Collected data:
++++++++++++++++++++
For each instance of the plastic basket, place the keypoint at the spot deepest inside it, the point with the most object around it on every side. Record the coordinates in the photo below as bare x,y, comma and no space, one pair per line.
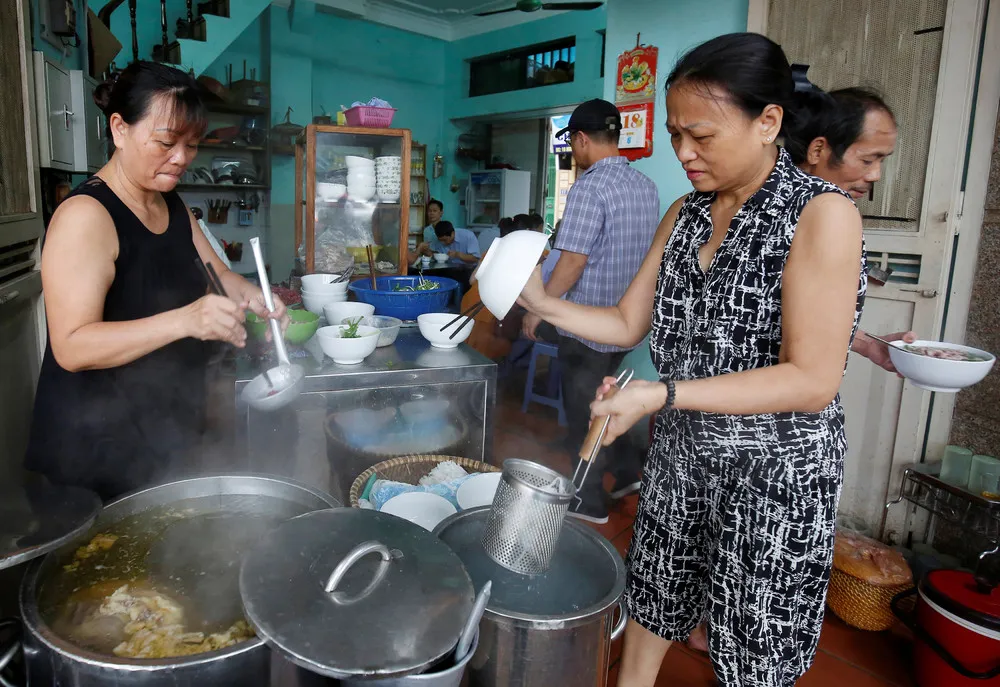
371,117
406,305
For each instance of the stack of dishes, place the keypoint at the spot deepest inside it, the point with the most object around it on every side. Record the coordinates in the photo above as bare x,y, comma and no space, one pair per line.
320,290
388,178
360,178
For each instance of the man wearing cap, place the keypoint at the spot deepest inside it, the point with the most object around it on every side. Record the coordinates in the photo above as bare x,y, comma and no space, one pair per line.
611,215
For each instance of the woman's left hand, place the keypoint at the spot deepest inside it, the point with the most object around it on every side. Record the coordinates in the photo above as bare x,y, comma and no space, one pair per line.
257,306
629,405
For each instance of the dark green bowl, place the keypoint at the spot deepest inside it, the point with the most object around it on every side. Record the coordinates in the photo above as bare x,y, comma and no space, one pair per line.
302,327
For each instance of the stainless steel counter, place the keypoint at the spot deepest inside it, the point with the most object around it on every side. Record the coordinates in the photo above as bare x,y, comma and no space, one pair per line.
408,398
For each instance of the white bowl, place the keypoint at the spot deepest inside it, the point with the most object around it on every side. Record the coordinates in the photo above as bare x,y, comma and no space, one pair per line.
356,162
425,410
388,327
506,267
936,374
320,284
315,303
347,351
478,490
330,192
338,312
419,507
430,326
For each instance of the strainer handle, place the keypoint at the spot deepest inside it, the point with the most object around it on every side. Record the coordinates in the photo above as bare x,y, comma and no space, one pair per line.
359,552
622,623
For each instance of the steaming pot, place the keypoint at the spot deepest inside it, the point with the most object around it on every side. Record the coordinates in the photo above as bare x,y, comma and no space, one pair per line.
52,660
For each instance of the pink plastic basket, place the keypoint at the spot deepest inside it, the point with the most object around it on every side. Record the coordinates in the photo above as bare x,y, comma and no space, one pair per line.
372,117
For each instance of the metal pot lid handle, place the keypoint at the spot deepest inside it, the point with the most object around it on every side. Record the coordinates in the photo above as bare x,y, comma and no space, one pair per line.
359,552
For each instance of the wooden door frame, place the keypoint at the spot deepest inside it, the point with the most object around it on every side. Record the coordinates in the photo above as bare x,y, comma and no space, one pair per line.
969,222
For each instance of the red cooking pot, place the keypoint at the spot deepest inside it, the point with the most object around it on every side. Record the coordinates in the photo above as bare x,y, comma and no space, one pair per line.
957,629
++++++++++++++++++++
Problem details - Images are to be left out when the records above are written out again exactly.

Response -
For each instance of the plastic basket, place the keypoint at the spot deepest inside it, the point with the most object around it on every side. Record the coordinates in the photo below as bare x,y, comma and no space, one pair per line.
371,117
406,305
For each instance of the stack of dishes, place the keypoint at the spot deepest inside it, the point with the most object around it on every side. Record the coordinates in the photo above as bare x,y, comma and no space, one pair per line.
320,290
388,178
360,178
For each instance of the man wearing cap, place the keypoint at the spot deepest inside it, the point with the most object around it on every side. Record the coordinates in the photo above as bare x,y, comma and no space, one pair per line.
611,215
For each instance of the woman's left hand, place the keypoint at the spot deepest inside it, the point with the most object around it on every side. Record the coordinates in the photo above as bare x,y, comma and no space, one pair per line.
257,306
629,405
For each instance of the dark green bowl, place the keypoint at the spot deepest inside it, the point with the most object around it on every side. Record the coordinates in the photo above as bare x,y, comma and no space, one pair per line.
302,327
For each instance of the stainless steel counter, place the keypoint at the spot deepest inside it, the point with the most object around it on every side. Record the coordinates in the photo above as bare x,y, comma and no space, one pair per line.
408,398
For each instance of the white bowl, place the keypoint at the spot deepest inside it, the point with the most object around it on every side. Record the coordinates in the photo above as bare x,y, comma and no space, one pair per line.
356,162
425,410
388,327
506,267
936,374
320,284
315,303
347,351
478,490
330,192
338,312
419,507
430,326
For each instance of the strainer handle, place the keypoint at the spot deepest inside it, the point with the most object around it on every side. Record the coordinates in the photo above as bare x,y, comma and no space, one pair per line.
359,552
622,623
For each instance of the steaming pot, place the keypoint at the spot deepest inside it, the point with the most object around it on every side. Record the coordinates in the photo above as bare x,y, comma and no space, one pair per line.
52,660
For each instance of the pink plastic basket, place the keypoint at the spot deepest inside it, the point with the most object around it on every side. Record the coordinates in the photo above as bare x,y, comma and no space, one pair per line.
372,117
For each instance of the metal pot lid handle, place the keypoint at the spot deepest inside it, the point with the most object around it on every side. Record the coordinates in the photo above as bare x,y, comma and no space, one pair per line.
359,552
For each instance of the wooden door frame, place the keypoint at the spot deepest inside it, the point with the most object around it on every side. Record the coordinates in the photo above as bare x,y, comma and no space, one pair per line.
969,222
For each instance of the red cooking pot, place the keypoint at the spot deepest inside it, the point with the most object around it on every side. Record the coordinates in the photo above as bare x,y, comma and no space, one pair per line.
957,629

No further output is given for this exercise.